Problems to solve:
a) Transcribe the passage of the Senate Bill 764 text between "WEST virginia legislature" and "AND EMERGENCY MANAGEMENT.", inclusive.
b) Name every senator the Senate Bill 764 text lists as introducing the bill.
c) Based on the Senate Bill 764 text, answer yes or no to each statement and quote the deciding words: (i) The bill was referred to the Committee on Finance. (ii) The new section the bill adds is designated §15-5-26. (iii) The bill sets a delayed date of effect.

-- start Page excerpt --

WEST virginia legislature
2020 regular session
Introduced
Senate Bill 764
By Senators Swope, Blair, Jeffries, and Pitsenbarger
[Introduced February
13, 2020; referred
to the Committee on Finance]
A BILL to amend the Code of West Virginia, 1931, as amended, by adding thereto a new section, designated §15-5-22a; and to amend and reenact §15-5-26 of said code, all relating to providing exemptions from certain taxes for out-of-state businesses, out-of-state affiliates of in-state businesses, and their employees for work responding to declared disasters and states of emergency; making legislative findings; defining terms; specifying tax exemptions and their scope; establishing filing and notice procedures; and providing an immediate date of effect.
Be it enacted by the Legislature of West Virginia:
ARTICLE 5. DIVISION OF HOMELAND SECURITY AND EMERGENCY MANAGEMENT.
§15-5-22a. Facilitating Business Rapid Response to State Declared Disasters Act of 2020.
(a) This section may be cited as the “Facilitating Business Rapid Response to State Declared Disasters Act of 2020”.
(b) Findings. — The Legislature finds that:
(1) During times of storm, flood, fire, earthquake, hurricane or other disaster or emergency, many businesses bring in resources and personnel from other states throughout the United States on a temporary basis to expedite the often enormous and overwhelming task of cleaning up, restoring and repairing damaged buildings, equipment and property or even deploying or building new replacement facilities in the state.

-- end Page excerpt --
-- start Stored data --

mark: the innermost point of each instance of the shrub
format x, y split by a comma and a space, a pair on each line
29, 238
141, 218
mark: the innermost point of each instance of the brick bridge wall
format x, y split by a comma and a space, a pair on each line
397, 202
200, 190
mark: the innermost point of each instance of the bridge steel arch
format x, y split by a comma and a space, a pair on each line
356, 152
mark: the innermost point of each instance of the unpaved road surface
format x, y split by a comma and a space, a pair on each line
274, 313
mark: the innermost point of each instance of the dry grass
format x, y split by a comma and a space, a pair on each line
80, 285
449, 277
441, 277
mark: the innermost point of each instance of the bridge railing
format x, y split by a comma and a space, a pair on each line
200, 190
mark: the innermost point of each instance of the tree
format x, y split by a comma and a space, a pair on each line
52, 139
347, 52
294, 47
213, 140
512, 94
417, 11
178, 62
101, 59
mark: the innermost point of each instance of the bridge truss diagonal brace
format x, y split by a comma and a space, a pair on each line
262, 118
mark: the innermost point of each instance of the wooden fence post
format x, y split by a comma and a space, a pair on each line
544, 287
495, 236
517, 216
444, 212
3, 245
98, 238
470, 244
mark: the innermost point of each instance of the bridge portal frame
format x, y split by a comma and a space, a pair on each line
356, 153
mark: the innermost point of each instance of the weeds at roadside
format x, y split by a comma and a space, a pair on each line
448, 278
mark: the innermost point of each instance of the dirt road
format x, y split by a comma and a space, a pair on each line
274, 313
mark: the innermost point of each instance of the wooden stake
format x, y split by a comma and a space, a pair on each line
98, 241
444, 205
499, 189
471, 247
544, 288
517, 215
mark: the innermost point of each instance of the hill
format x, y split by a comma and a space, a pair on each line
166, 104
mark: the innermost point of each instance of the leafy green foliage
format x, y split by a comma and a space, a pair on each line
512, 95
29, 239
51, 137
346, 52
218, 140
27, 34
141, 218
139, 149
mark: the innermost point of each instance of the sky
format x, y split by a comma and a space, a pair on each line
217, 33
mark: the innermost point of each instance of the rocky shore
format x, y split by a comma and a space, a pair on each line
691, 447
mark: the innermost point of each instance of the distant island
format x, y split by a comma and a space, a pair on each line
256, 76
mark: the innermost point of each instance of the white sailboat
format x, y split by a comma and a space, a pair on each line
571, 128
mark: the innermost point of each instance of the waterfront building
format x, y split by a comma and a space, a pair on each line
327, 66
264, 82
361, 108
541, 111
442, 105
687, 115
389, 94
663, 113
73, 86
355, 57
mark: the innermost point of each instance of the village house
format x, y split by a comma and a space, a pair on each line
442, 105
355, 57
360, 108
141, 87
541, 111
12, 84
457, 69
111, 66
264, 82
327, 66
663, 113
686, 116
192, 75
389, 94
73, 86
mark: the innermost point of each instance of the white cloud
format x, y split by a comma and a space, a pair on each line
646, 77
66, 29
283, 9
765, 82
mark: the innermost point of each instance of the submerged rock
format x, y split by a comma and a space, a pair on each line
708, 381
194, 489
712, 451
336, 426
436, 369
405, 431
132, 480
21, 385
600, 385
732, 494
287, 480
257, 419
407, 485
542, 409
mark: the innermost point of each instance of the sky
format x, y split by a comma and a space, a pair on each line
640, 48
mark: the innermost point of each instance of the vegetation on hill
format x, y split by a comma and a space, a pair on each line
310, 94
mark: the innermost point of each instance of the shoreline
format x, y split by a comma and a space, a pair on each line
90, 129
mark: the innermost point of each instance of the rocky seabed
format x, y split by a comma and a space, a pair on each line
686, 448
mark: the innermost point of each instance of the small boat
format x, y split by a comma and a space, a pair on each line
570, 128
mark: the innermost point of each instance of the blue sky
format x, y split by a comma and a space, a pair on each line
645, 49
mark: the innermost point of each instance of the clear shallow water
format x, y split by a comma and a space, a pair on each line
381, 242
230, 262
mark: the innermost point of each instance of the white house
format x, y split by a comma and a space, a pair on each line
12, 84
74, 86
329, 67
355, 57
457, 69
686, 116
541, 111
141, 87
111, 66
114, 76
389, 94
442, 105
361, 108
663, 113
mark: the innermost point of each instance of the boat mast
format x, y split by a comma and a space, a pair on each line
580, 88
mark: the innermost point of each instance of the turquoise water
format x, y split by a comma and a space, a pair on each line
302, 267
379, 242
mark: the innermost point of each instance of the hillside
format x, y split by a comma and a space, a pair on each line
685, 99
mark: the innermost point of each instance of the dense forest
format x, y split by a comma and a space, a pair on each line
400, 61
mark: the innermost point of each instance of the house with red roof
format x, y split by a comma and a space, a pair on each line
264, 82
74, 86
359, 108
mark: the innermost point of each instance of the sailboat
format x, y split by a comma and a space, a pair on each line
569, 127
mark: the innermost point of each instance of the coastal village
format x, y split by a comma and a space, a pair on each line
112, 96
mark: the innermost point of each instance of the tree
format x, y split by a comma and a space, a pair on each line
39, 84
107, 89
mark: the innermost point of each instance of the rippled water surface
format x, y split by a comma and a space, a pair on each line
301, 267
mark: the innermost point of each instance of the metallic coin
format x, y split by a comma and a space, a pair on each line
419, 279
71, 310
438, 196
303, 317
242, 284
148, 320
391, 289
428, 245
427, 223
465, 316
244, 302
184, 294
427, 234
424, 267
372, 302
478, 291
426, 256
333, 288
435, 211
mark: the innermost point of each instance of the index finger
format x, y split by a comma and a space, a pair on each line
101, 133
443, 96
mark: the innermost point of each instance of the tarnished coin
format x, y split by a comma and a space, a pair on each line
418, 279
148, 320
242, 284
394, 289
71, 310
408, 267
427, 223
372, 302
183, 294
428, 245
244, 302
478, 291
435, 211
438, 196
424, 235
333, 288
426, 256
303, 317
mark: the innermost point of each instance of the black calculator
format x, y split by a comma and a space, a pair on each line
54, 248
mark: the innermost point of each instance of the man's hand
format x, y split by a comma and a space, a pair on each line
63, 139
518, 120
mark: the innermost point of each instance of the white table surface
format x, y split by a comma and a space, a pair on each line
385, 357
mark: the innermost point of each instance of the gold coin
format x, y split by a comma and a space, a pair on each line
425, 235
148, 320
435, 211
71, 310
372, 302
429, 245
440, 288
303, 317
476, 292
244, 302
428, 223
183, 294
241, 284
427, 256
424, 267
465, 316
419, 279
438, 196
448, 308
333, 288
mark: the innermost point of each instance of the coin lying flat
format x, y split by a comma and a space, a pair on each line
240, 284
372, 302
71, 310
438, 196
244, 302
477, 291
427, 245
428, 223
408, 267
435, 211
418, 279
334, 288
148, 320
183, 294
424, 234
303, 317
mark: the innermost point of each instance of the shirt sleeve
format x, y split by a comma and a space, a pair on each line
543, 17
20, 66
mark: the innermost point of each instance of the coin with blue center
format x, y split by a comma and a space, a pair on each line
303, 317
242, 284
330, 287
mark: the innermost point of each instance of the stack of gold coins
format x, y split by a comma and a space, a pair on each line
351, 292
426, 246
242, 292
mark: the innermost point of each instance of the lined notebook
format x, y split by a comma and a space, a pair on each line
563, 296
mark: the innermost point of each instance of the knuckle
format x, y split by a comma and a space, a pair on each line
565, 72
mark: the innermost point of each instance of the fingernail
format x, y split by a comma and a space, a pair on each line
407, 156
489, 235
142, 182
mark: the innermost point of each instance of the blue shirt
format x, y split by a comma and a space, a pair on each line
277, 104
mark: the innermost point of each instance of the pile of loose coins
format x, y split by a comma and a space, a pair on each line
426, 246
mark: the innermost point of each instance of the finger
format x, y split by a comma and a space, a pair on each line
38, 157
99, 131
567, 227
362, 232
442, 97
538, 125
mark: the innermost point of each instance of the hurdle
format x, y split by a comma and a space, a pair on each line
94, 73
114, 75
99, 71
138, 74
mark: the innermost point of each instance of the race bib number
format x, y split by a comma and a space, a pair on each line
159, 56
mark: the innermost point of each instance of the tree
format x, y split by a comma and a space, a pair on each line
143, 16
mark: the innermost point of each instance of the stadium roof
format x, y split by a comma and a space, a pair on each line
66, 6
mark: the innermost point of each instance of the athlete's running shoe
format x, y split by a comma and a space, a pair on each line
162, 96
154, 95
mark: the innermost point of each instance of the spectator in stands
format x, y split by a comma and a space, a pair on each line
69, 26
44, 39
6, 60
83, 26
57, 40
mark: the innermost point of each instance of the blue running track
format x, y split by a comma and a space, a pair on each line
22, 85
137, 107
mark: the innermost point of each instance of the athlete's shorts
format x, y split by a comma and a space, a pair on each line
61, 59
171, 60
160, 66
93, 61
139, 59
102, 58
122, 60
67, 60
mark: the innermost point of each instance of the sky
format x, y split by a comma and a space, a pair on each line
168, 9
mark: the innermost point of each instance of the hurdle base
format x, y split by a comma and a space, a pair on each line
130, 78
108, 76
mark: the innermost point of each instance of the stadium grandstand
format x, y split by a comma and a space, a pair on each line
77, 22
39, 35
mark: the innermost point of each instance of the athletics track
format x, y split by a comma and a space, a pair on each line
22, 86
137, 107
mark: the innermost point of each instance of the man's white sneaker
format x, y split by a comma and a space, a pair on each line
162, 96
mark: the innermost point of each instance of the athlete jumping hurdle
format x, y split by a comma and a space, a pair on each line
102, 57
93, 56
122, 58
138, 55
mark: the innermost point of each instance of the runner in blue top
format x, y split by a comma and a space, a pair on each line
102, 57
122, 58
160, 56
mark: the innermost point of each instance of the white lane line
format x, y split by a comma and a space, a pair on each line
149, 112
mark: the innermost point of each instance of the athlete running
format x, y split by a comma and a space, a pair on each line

-- end Stored data --

Completed exercise:
a)
WEST virginia legislature
2020 regular session
Introduced
Senate Bill 764
By Senators Swope, Blair, Jeffries, and Pitsenbarger
[Introduced February
13, 2020; referred
to the Committee on Finance]
A BILL to amend the Code of West Virginia, 1931, as amended, by adding thereto a new section, designated §15-5-22a; and to amend and reenact §15-5-26 of said code, all relating to providing exemptions from certain taxes for out-of-state businesses, out-of-state affiliates of in-state businesses, and their employees for work responding to declared disasters and states of emergency; making legislative findings; defining terms; specifying tax exemptions and their scope; establishing filing and notice procedures; and providing an immediate date of effect.
Be it enacted by the Legislature of West Virginia:
ARTICLE 5. DIVISION OF HOMELAND SECURITY AND EMERGENCY MANAGEMENT.

b) Swope, Blair, Jeffries, Pitsenbarger

c)
(i) Yes: "referred to the Committee on Finance"
(ii) No: "by adding thereto a new section, designated §15-5-22a"
(iii) No: "providing an immediate date of effect"